Output every line of the listing below verbatim, leaving out the pictures.
[Begin]
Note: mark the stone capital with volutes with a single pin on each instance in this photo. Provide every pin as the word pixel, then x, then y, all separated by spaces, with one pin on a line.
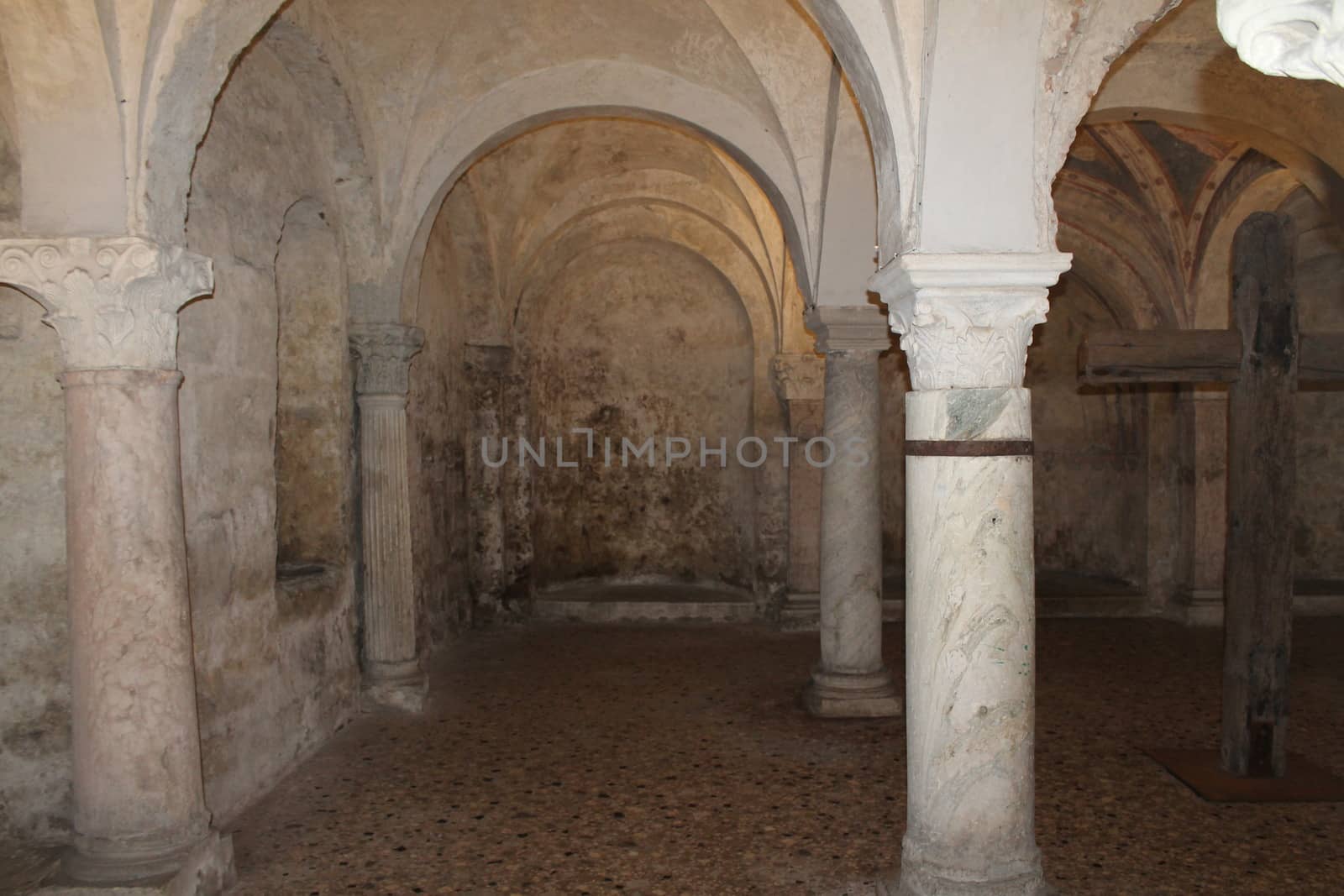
pixel 848 328
pixel 112 301
pixel 965 320
pixel 385 356
pixel 799 378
[End]
- FINISHED ANSWER:
Note: mark the stone capital with volutes with a single pin on each instance in this photo. Provide every pin as the word pixel, then x, then y, all separated by spaces, with one pin on a line.
pixel 848 328
pixel 112 301
pixel 965 320
pixel 385 356
pixel 799 378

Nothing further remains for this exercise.